#### [The task]
Would it be possible to write out each entry below exactly, without the pictures?

#### [Data lines]
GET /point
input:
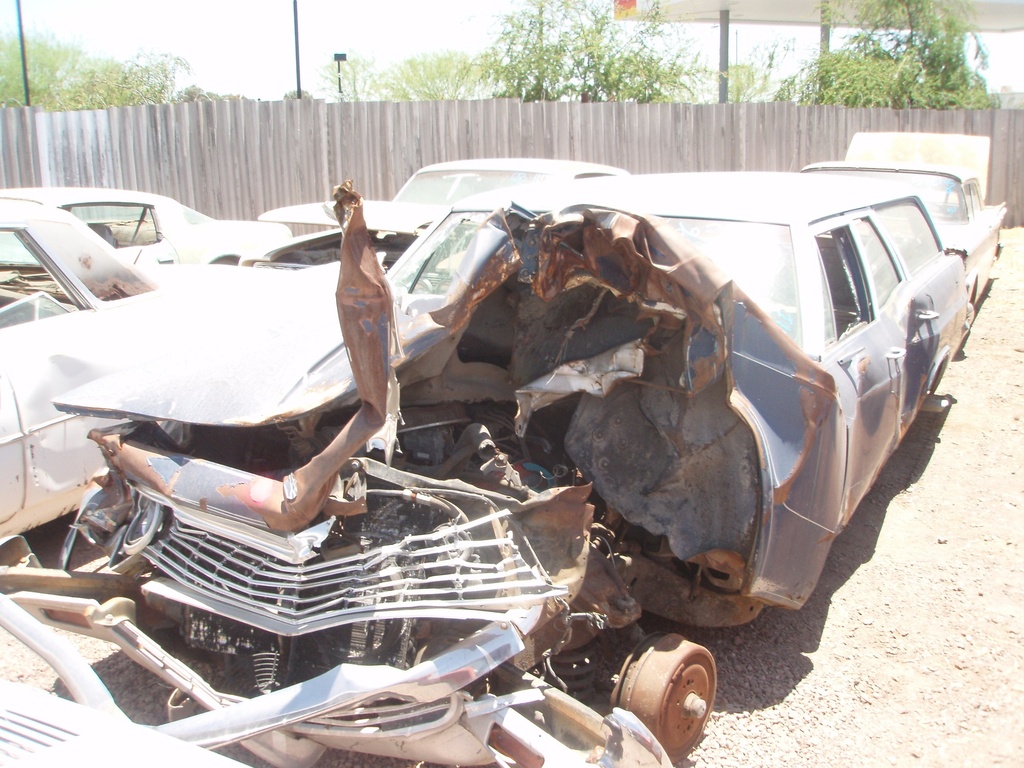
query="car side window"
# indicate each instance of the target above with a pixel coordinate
(974, 194)
(28, 291)
(438, 257)
(844, 280)
(910, 231)
(884, 275)
(122, 225)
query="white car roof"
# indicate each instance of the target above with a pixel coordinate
(566, 168)
(960, 173)
(18, 212)
(742, 196)
(62, 196)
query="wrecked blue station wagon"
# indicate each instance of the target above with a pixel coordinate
(422, 527)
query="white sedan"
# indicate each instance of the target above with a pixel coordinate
(161, 229)
(71, 311)
(426, 197)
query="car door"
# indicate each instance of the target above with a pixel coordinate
(936, 295)
(867, 347)
(127, 225)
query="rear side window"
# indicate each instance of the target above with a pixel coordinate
(846, 289)
(910, 231)
(96, 268)
(28, 291)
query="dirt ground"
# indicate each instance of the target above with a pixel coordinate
(908, 652)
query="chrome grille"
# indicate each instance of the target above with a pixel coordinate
(23, 735)
(466, 566)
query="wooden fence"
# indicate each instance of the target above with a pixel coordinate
(236, 159)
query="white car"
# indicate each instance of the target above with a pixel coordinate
(162, 229)
(949, 174)
(427, 196)
(72, 311)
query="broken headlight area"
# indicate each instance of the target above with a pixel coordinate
(445, 530)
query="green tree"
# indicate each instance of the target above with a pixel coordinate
(555, 49)
(64, 77)
(359, 80)
(195, 93)
(434, 77)
(905, 53)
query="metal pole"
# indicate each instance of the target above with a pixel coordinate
(723, 57)
(25, 64)
(298, 79)
(339, 57)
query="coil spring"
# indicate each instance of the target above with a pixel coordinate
(574, 671)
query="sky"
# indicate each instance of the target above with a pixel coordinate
(248, 48)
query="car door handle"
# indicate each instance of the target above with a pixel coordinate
(846, 360)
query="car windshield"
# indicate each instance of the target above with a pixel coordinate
(943, 197)
(439, 187)
(121, 224)
(97, 269)
(759, 257)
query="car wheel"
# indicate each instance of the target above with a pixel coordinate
(670, 684)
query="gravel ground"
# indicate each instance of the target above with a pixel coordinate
(908, 652)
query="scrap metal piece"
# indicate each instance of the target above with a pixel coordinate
(366, 312)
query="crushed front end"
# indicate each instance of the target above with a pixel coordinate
(422, 576)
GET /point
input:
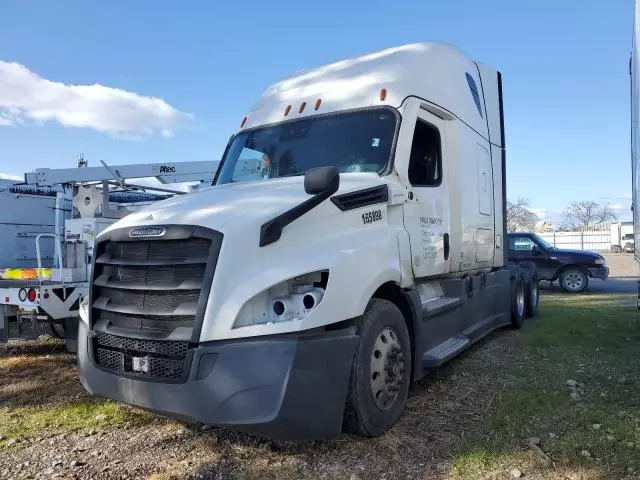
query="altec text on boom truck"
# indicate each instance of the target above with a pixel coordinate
(353, 239)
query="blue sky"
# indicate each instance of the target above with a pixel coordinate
(565, 68)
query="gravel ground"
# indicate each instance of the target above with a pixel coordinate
(452, 404)
(442, 410)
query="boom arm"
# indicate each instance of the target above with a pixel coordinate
(203, 171)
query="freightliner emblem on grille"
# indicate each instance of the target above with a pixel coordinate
(148, 232)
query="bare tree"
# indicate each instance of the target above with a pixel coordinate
(588, 215)
(519, 215)
(606, 214)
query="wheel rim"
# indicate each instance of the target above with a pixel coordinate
(387, 368)
(573, 281)
(520, 300)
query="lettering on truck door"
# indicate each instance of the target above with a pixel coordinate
(427, 214)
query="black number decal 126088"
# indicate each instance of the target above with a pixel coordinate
(372, 216)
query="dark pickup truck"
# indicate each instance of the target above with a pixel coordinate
(572, 268)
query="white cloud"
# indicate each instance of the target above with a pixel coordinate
(26, 96)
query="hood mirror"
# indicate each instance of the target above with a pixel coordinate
(321, 179)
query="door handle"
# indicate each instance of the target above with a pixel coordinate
(446, 246)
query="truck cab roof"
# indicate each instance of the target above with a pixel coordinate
(433, 71)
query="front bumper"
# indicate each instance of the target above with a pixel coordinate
(601, 272)
(286, 388)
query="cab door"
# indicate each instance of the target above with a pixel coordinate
(426, 214)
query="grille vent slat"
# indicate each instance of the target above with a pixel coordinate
(151, 288)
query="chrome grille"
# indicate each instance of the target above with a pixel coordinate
(144, 290)
(150, 285)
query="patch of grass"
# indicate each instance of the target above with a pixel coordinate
(27, 422)
(592, 341)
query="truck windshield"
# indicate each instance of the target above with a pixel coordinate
(543, 243)
(358, 141)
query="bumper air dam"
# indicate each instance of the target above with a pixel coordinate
(285, 388)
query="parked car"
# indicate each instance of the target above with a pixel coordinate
(629, 244)
(572, 268)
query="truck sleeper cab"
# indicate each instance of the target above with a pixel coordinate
(352, 240)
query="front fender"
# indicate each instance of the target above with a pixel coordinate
(359, 258)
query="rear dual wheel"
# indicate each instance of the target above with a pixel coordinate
(379, 382)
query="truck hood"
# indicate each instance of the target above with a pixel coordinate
(576, 254)
(223, 206)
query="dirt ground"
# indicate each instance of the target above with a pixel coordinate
(480, 416)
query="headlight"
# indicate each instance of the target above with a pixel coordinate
(287, 301)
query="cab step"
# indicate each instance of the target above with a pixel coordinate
(445, 351)
(434, 307)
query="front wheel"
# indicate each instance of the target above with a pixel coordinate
(518, 302)
(532, 296)
(380, 374)
(574, 280)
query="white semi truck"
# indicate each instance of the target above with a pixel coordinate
(354, 238)
(634, 70)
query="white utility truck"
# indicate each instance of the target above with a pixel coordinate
(354, 238)
(48, 289)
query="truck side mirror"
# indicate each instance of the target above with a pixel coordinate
(321, 179)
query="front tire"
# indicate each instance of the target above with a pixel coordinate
(380, 374)
(518, 302)
(574, 280)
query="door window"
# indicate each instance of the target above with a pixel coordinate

#### [Answer to this exercise]
GET /point
input:
query="car side window"
# indicate each instance of the target above with a pixel coordinate
(974, 194)
(28, 291)
(438, 257)
(844, 280)
(910, 231)
(884, 275)
(122, 225)
query="white car roof"
# indicate each instance of the target above with a pixel coordinate
(566, 168)
(960, 173)
(18, 212)
(742, 196)
(62, 196)
query="wrecked blue station wagon"
# indicate each instance of the target above with a pixel coordinate
(422, 527)
query="white sedan"
# indicate each instance of the target above with a pixel coordinate
(161, 229)
(71, 311)
(426, 197)
query="car door"
# indicate each instance of the target above with a pixel coordinate
(936, 295)
(867, 347)
(127, 225)
query="rear side window"
# indicate each instance of the target above with a pixel coordinate
(846, 289)
(910, 231)
(96, 268)
(28, 291)
query="dirt ground"
# indicate each instance of the target above with a pixel coordinate
(908, 652)
query="chrome grille"
# indicate each instance of the target above with a pixel coordinate
(23, 735)
(466, 566)
query="wooden fence"
# indicate each instance of the target above with a pixel coordinate
(236, 159)
query="white car"
# indicate each instance of the target above with a pixel coordinate
(162, 229)
(949, 174)
(427, 196)
(72, 311)
query="broken headlight area"
# indicate each instance of the target above with a pixel coordinate
(445, 530)
query="green tree"
# indicate each instance of the target above with a pixel coordinate
(555, 49)
(64, 77)
(359, 80)
(195, 93)
(434, 77)
(905, 53)
query="metal pole"
# indicate each instance of the target above with a pixel coordinate
(723, 57)
(25, 64)
(298, 79)
(339, 57)
query="coil spring"
# indicate each instance of the target above with a pixel coordinate
(574, 671)
query="sky"
# indicate each instance of the target above with a pixel coordinate
(248, 48)
query="car door handle"
# indicate each instance of the target above with a pixel coordinate
(846, 360)
query="car windshield"
# indicate each instance of the target above with a pixel coordinate
(943, 197)
(439, 187)
(121, 224)
(97, 269)
(759, 257)
query="car wheel"
# indicate each instance of the target above with a pixel coordinate
(670, 684)
query="gravel ground"
# indicate each instance of the target above with a pixel coordinate
(908, 652)
query="scrap metal piece"
# indicate each instance of the target above with a pixel coordinate
(366, 312)
query="crushed front end"
# indicate each instance of the target above with a pixel coordinate
(422, 576)
GET /point
input:
query="altec text on boom truck"
# indicate each instance of the target above with a pixel coordinate
(353, 239)
query="blue sky"
# indicate each instance of the target above with a pixel coordinate
(565, 68)
query="gravel ground"
# indicate each instance of the target above with a pixel coordinate
(452, 404)
(442, 410)
query="boom arm"
# indicate each instance of the target above with a pixel coordinate
(203, 171)
query="freightliner emblem on grille"
# indicate each instance of the target above with a pixel coordinate
(148, 232)
query="bare tree"
# indicate each instance of the target above with a pixel coordinate
(588, 215)
(519, 215)
(606, 214)
query="wheel rim"
# indicate each instance of the target above with a pixel coordinate
(387, 368)
(573, 281)
(520, 300)
query="lettering on truck door"
# indicate each instance of the target above with a pixel coordinate
(427, 214)
query="black number decal 126088"
# indicate each instance of the target above with a pixel coordinate
(372, 216)
query="dark pickup truck"
# indicate each instance of the target above with a pixel coordinate
(572, 268)
query="white cloud"
# indicate each instance of the target above with a pixel coordinate
(26, 96)
query="hood mirror"
# indicate each instance of the target above with a pixel coordinate
(321, 179)
query="door handle"
# indicate each instance of the target above with a pixel coordinate
(446, 246)
query="truck cab roof"
# indicate each instance of the target above with a pixel coordinate
(433, 71)
query="front bumper"
# indicate each instance of the target above with a pixel coordinate
(601, 272)
(286, 388)
query="cab door"
# indicate each instance of the target above with a pixel coordinate
(426, 214)
query="grille vent slat"
# indicate each instance of the target above with a pixel coordinate
(151, 288)
query="chrome grille"
# indicate each instance of the target above with a pixel coordinate
(144, 290)
(150, 285)
query="patch of grass"
# indicate each instance of the target above with a pixel coordinate
(27, 422)
(592, 341)
query="truck windshield"
# indicate each instance of the target above with a pixel coordinate
(543, 243)
(358, 141)
query="bumper air dam"
# indicate each instance of the target above with a pixel coordinate
(285, 388)
query="parked car"
# indicate each instance of the target above with a pixel coordinate
(629, 244)
(572, 268)
query="truck sleeper cab"
# indicate each instance of the target above with a pixel coordinate
(352, 240)
query="front fender"
# indicate each instance of the target above with a pixel coordinate
(359, 258)
query="rear dual wheel"
# indicate each instance of the target above with a pixel coordinate
(379, 382)
query="truck hood"
# indicate each instance of the target above with a pixel coordinate
(576, 254)
(223, 206)
query="dirt ground"
# indicate each instance of the target above with a pixel coordinate
(480, 416)
query="headlight"
# indicate each instance of the target above with a pixel coordinate
(287, 301)
query="cab step"
# indicate each instance of the target above with a pixel coordinate
(445, 351)
(434, 307)
query="front wheel"
# indicate each instance of the target above with a pixel coordinate
(518, 302)
(532, 296)
(380, 374)
(574, 280)
query="white semi truck"
# indicate each instance of the target above with a pixel coordinate
(354, 238)
(634, 70)
query="white utility truck"
# indicate each instance of the target above with a pixel coordinate
(354, 238)
(48, 289)
query="truck side mirror"
# indicate each instance of the target above with a pixel coordinate
(321, 179)
query="front tire"
# indicate each instance of the target above with a pixel coordinate
(380, 374)
(518, 302)
(574, 280)
query="door window"
# indicate each instance of the target above with a pixel coordinate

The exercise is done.